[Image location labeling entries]

------------------------------

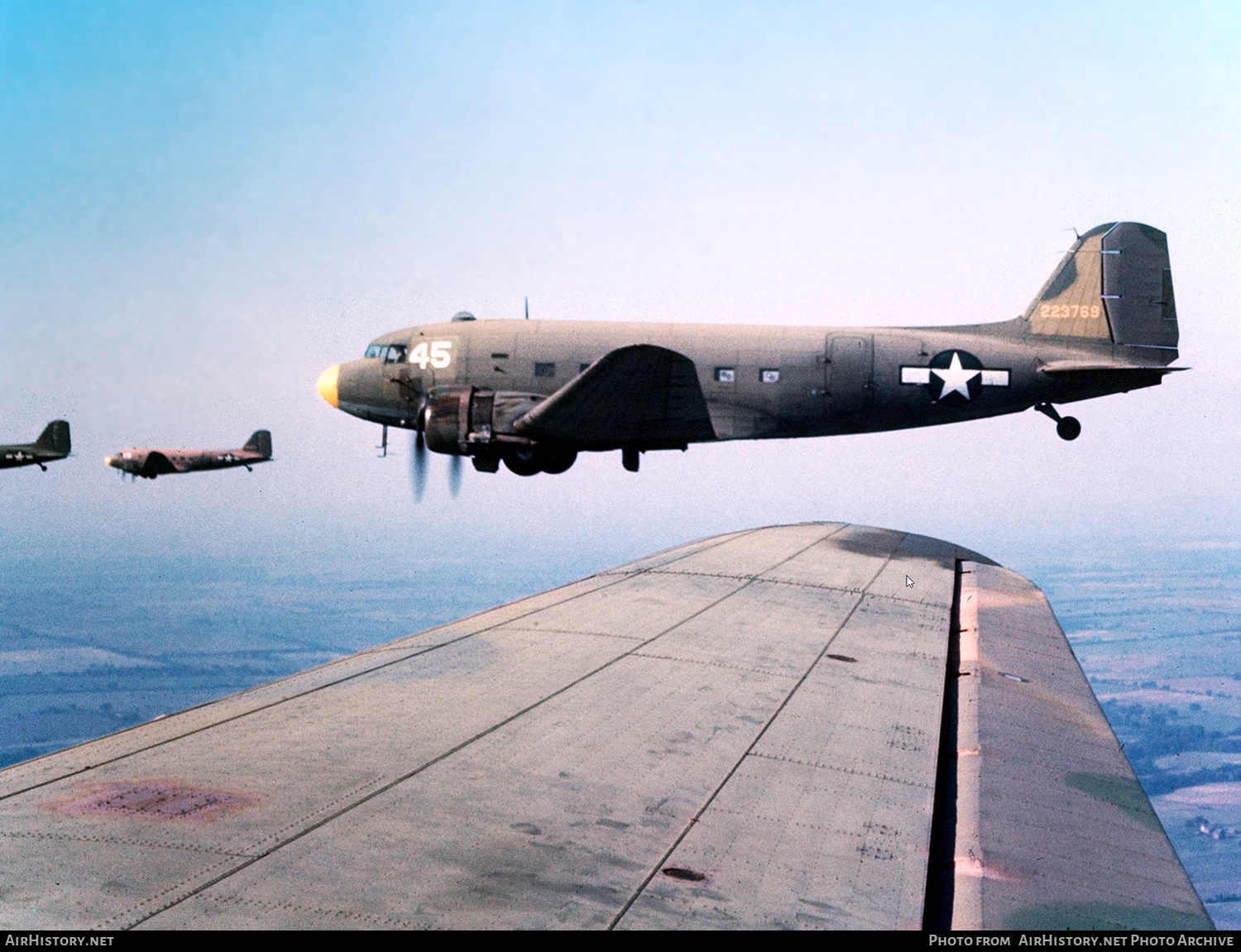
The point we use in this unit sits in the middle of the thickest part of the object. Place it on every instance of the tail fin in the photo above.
(55, 437)
(1114, 283)
(260, 442)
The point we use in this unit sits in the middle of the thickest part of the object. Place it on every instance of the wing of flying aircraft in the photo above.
(807, 726)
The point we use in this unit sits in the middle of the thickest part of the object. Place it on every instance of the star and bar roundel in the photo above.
(955, 377)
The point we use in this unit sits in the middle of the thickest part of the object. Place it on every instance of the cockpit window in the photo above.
(389, 352)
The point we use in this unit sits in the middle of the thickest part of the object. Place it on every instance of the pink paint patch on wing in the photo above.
(154, 800)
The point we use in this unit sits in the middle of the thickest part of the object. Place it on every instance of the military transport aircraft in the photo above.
(52, 444)
(535, 394)
(151, 463)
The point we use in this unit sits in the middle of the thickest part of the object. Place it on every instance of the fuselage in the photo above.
(24, 454)
(151, 463)
(535, 394)
(759, 382)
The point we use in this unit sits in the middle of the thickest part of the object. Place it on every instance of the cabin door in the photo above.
(850, 374)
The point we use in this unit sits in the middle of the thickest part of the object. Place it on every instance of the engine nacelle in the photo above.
(456, 417)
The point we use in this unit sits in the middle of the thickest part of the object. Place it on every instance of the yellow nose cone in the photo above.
(328, 381)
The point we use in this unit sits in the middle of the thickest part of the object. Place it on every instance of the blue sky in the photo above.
(203, 206)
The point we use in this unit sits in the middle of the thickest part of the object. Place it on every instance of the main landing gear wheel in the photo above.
(528, 461)
(1066, 427)
(523, 461)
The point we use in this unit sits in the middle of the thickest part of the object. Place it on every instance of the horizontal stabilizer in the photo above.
(1080, 366)
(640, 394)
(260, 442)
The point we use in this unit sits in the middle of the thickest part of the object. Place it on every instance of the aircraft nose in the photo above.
(328, 381)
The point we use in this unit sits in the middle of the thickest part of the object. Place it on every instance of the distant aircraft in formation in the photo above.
(151, 463)
(52, 444)
(536, 394)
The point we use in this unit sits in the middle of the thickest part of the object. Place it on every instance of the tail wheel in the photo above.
(1069, 428)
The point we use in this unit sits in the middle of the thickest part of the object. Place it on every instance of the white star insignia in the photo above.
(956, 379)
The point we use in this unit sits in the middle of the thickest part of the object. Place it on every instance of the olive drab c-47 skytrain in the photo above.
(536, 394)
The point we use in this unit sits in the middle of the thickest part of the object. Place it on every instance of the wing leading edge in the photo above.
(751, 730)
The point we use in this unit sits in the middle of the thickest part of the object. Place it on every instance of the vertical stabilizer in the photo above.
(1114, 285)
(55, 437)
(1071, 302)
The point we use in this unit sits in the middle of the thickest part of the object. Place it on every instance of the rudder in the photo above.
(55, 437)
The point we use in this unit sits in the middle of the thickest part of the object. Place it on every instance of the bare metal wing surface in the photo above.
(812, 726)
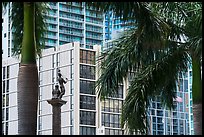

------------------------------

Short task: Rewrite the records above so that "photo" becomes "image" everywhere, changing nothing else, and omit the pictures from your answer.

The answer:
The point we use in this unit sits in the middle of the thickest part of the object. Place it on every instance of the tail fin in the image above.
(55, 437)
(1114, 283)
(260, 442)
The point we use in this unit sits in the middle of the thickest part of the object. Place it on every instance of the wing of flying aircraft in the image above.
(807, 726)
The point we use in this unit sits in the middle of the thickest part of the object. Place it on every instance of the star and bar roundel in the image above.
(955, 377)
The point we use in this unit sits in the middle of the thickest part of the object. Place it on every instance of the cockpit window in the image above.
(389, 352)
The point we use in this unit sits in the middle of the thickest part of the object. Place it on every instance of the pink paint patch on wing in the image above.
(154, 800)
The point we use in this unit sits in the middle of the thickest part of the object. Place it on every instance of the military transport aircraft in the image above.
(52, 444)
(535, 394)
(151, 463)
The point we use in this unit sits in the middle of the thickest part of the object. Place it on every instance of the fuselage in the image above.
(24, 454)
(151, 463)
(535, 394)
(759, 382)
The point we use in this unit sits in the middle of the thickest part of the object. Place it on every instance of the cabin door in the image above.
(850, 374)
The point we use in this unit sits in the middle of the thickest part of the object. Place it on every instance of the engine nacelle in the image above.
(456, 417)
The point we use in this unit sits in the middle of the thickest part of the object. Place it on every instance of the yellow nose cone in the image above.
(328, 381)
The point we use in this unit sits in the middle of the thickest part of the object. Place it on every instance of the blue sky in the image above.
(203, 206)
The point we use in this unit sits in the middle of the thickest part of the object. Place it on every instance of the main landing gear wheel in the image above.
(528, 461)
(1066, 427)
(523, 461)
The point we use in this unit sits in the middle of the thickest part of the object. Place it on every instance of the horizontal stabilizer in the image above.
(1080, 366)
(640, 394)
(260, 442)
The point we use in this unit sits in the middle of the thickest part of the object. Place it on every instance of the aircraft nose in the image above.
(328, 381)
The point we use in this unit sits in the middle of the thickest part of the object. Place it on every instance of the distant aircraft in formation in the image above.
(151, 463)
(52, 444)
(536, 394)
The point we use in this unit sits in the middle of the thickest part of the object. Place it on every instance of the tail wheel in the image above.
(1069, 428)
The point we use in this unit sits in the middle of the thickest part of the object. Place it on every instance of the white star insignia in the image above.
(956, 379)
The point we use in this unit sits in the middle of the thickest part of the object. Place it on every instance of the olive drab c-47 skytrain in the image above.
(536, 394)
The point we use in this unit sits in the middle of the thickest part of the object. Place it on every instance of the wing leading edge in the image above.
(751, 730)
The point we use in this unit sits in the middle of the thickest part of the object. Place it on every instance of the vertical stabilizer in the image above.
(1114, 285)
(55, 437)
(1071, 302)
The point we use in this unit sits in the middle of the thickest part of the object. Place it on every instance of the rudder in the image above.
(55, 437)
The point we use in this unit sits in the middle of the thickest part of the object. Place it on every instance of the bare metal wing surface in the image above.
(812, 726)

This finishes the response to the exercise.